TEXTO DEL EJERCICIO
⟨

Los pocos esfuerzos reparativos en el antiguo polígono se concentran en la detonación de municiones a campo abierto y la quema de vegetación, en vez de la contención de daños como debería ser imperativo. Así lo atestiguamos un día desde la playa La Chiva, en el litoral sur de la Isla, mientras observábamos como una impresionante columna de humo negro se elevaba a millas de distancia, para luego viajar con el viento sobre toda la franja habitada. Algo parecido ocurre subrepticiamente con la laguna Anones que ubica en el punto más bajo del campo de tiro. Un canal de desagüe fue abierto al Mar Caribe drenando impunemente los contaminantes más tóxicos hasta mermar en un 90% la pesca en el lado sur.

⟩

[Datos de localización con un punto por instancia]
⟨

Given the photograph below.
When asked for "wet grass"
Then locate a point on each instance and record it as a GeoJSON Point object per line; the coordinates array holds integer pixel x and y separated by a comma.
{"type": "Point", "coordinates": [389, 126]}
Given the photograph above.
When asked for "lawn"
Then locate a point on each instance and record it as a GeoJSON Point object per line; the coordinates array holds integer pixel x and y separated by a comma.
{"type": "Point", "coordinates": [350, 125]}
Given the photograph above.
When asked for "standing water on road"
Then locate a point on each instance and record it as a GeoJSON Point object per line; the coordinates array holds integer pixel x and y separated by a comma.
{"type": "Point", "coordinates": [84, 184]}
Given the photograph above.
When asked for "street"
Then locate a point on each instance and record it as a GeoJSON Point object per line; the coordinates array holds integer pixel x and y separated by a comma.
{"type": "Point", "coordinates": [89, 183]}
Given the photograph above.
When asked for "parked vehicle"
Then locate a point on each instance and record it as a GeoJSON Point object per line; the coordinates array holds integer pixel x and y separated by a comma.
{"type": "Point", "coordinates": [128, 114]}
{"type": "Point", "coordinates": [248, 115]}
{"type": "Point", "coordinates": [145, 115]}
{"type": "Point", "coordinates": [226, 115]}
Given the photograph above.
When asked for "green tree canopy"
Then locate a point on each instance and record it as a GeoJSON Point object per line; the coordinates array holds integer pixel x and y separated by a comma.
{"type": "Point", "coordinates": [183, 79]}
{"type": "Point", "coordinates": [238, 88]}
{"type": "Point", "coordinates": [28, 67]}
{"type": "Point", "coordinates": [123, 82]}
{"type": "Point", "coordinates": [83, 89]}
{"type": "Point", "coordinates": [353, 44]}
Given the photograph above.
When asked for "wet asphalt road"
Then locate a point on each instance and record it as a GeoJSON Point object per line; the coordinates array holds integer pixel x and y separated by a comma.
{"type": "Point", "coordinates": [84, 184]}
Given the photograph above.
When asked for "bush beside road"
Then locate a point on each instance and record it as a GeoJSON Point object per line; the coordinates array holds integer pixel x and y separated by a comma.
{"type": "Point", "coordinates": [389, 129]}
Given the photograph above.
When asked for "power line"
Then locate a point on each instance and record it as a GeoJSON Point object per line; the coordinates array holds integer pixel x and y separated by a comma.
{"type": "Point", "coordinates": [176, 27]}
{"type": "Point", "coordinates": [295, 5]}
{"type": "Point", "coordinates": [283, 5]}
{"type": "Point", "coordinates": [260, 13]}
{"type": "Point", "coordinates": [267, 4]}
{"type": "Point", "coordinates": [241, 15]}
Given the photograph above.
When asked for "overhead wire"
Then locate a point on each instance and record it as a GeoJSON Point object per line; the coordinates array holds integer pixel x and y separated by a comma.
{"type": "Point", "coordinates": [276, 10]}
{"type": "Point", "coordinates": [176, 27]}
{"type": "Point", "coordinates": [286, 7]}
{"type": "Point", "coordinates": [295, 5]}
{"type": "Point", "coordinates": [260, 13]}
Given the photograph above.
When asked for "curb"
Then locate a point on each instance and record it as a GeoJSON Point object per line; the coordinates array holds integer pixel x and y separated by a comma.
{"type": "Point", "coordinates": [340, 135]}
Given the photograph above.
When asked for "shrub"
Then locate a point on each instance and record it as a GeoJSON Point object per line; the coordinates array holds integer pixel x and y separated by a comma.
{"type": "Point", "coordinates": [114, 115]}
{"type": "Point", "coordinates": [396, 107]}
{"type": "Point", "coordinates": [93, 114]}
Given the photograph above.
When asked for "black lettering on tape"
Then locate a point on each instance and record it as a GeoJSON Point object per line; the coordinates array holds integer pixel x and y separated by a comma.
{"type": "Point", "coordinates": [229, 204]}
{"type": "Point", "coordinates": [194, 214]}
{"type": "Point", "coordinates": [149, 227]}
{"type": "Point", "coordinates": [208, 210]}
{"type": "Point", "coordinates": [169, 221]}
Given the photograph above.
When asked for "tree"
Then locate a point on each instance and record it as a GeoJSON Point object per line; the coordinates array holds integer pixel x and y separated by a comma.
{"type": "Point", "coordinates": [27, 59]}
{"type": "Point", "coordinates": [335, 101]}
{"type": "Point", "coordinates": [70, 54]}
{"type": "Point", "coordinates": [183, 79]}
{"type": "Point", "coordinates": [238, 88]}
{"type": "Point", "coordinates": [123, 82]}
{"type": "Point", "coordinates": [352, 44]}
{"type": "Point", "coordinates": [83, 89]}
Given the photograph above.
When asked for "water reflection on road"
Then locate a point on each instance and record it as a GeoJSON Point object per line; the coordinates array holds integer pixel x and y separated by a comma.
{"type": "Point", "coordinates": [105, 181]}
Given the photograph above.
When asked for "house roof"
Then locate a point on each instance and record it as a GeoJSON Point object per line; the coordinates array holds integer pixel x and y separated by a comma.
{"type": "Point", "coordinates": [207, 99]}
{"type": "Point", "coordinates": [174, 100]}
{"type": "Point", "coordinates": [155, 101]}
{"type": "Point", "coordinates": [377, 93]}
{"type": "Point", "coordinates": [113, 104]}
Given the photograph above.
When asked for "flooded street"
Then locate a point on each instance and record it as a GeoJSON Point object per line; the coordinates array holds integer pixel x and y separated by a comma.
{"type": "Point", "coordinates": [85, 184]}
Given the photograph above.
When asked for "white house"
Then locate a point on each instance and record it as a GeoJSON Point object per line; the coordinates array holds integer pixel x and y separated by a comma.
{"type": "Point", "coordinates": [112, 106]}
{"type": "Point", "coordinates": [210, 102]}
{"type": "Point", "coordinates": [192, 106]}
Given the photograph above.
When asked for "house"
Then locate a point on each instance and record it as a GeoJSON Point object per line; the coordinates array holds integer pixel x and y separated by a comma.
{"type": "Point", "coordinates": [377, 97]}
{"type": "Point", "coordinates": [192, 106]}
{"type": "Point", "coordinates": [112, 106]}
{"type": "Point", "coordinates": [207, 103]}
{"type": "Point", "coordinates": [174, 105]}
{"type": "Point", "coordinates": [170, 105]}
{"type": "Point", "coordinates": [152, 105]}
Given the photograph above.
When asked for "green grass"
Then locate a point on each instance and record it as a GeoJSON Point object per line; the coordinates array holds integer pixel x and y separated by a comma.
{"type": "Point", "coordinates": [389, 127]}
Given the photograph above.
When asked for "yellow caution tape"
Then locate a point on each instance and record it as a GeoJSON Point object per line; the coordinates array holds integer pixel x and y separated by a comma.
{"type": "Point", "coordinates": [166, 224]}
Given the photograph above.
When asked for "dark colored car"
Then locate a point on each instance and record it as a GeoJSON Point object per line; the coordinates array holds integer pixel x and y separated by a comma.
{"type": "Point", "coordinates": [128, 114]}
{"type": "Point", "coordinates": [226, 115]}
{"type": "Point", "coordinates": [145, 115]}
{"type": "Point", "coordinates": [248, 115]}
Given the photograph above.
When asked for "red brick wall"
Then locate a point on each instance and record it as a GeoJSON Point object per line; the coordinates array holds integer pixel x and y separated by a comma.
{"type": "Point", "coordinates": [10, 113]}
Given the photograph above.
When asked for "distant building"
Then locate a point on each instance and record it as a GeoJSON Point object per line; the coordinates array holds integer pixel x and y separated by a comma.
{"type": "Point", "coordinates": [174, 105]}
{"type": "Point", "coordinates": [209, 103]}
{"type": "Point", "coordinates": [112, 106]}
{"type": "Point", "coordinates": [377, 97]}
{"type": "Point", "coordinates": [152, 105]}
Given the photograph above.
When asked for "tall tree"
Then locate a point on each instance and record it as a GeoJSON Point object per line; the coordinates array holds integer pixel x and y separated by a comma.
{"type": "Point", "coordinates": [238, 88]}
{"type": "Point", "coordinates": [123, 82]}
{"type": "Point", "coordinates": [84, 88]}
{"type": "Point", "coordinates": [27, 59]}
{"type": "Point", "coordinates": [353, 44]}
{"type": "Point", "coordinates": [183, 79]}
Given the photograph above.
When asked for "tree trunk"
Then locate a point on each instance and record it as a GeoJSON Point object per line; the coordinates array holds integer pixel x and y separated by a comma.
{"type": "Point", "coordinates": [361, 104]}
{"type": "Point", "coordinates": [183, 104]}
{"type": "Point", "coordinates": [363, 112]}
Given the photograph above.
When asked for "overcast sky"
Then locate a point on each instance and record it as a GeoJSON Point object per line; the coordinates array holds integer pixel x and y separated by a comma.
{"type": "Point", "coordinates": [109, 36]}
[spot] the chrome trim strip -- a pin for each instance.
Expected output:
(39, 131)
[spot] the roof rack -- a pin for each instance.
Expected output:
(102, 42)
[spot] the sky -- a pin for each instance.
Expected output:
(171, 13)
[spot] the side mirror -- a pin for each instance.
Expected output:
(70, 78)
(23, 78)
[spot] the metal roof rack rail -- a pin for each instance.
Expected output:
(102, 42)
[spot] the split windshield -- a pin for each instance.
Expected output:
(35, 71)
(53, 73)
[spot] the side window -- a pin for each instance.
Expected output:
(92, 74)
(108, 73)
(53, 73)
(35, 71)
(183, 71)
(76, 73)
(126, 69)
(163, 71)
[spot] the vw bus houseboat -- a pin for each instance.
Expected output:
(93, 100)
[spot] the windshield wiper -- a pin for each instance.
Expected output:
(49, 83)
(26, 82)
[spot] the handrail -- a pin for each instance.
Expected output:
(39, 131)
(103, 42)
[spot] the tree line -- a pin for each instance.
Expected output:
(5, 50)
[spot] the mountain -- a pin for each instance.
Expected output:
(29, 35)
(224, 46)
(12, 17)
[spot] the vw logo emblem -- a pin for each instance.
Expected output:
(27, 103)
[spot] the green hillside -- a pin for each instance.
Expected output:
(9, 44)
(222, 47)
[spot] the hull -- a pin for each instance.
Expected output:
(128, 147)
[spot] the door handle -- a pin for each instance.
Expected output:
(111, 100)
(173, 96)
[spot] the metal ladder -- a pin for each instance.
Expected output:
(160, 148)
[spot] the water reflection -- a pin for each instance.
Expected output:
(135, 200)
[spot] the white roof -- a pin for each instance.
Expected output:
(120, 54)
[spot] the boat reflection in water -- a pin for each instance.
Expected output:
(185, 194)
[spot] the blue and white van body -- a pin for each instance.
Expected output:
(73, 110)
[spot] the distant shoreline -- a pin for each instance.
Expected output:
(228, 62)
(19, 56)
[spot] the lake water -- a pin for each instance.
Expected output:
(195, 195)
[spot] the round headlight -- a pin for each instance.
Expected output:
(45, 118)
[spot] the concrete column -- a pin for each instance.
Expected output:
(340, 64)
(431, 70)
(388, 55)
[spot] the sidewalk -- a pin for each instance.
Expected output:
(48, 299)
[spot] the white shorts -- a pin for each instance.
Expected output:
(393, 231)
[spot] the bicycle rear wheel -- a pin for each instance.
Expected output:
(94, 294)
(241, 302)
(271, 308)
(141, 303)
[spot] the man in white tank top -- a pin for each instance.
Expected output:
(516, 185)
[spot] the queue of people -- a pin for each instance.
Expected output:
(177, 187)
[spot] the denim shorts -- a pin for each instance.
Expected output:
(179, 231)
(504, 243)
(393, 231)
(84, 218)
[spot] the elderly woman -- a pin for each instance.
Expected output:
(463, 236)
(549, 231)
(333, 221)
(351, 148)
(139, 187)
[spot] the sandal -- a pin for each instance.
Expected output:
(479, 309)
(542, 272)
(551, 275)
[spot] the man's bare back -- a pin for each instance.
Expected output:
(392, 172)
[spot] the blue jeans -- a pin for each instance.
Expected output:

⟩

EJERCICIO A
¿Concuerdan con el texto sobre el antiguo polígono estas afirmaciones? Responde sí o no a cada una y cita literalmente las palabras del texto que lo deciden: (i) La columna de humo se observó desde la playa La Chiva. (ii) La laguna Anones se encuentra en el punto más alto del campo de tiro. (iii) La pesca en el lado sur disminuyó en un 50%.
EJERCICIO B
Convierte en una lista el párrafo del texto sobre el antiguo polígono que empieza con «Los pocos esfuerzos reparativos» y conserva sus datos principales.
EJERCICIO C
Continúa el texto sobre el antiguo polígono a partir de su última oración.

TU RESPUESTA A
(i) Sí: «Así lo atestiguamos un día desde la playa La Chiva».
(ii) No: «que ubica en el punto más bajo del campo de tiro».
(iii) No: «hasta mermar en un 90% la pesca en el lado sur».

TU RESPUESTA B
- Los escasos esfuerzos reparativos en el antiguo polígono se centran en detonar municiones a campo abierto y quemar vegetación, no en contener los daños.
- Un día, desde la playa La Chiva, en el litoral sur de la Isla, se vio una gran columna de humo negro que el viento llevó sobre toda la franja habitada.
- Algo parecido ocurre de forma encubierta con la laguna Anones, situada en el punto más bajo del campo de tiro.
- Un canal de desagüe abierto al Mar Caribe drena los contaminantes más tóxicos y ha reducido en un 90% la pesca en el lado sur.

TU RESPUESTA C
El efecto de la exposición sostenida a metales pesados se verifica empíricamente con la incidencia de cáncer, a pesar de la poca voluntad del Gobierno puertorriqueño por reconocer y denunciar, no solo la magnitud del daño ambiental, sino la devastación infligida a los viequenses que, como sujetos coloniales, quedan virtualmente invisibilizados. Generaciones presentes y futuras exhibirán las heridas del daño genético de esta desidia que se oculta tras las fotos de exuberantes palmeras y playas tropicales que atraen turistas de todo el mundo. Algo más yace tras esta escenografía escamoteada. Mientras tanto el Congreso norteamericano bosteza con la complicidad del Gobierno insular de turno.

La belleza de Vieques todavía deslumbra a quien la contemple ignorante del pesado vestigio de su herencia. En ella moran gentes que defienden su derecho a una vida digna, con el cuidado sanitario adecuado y la reparación a los daños ambientales. El cadmio y el plomo envenenan por más suave que sople la brisa.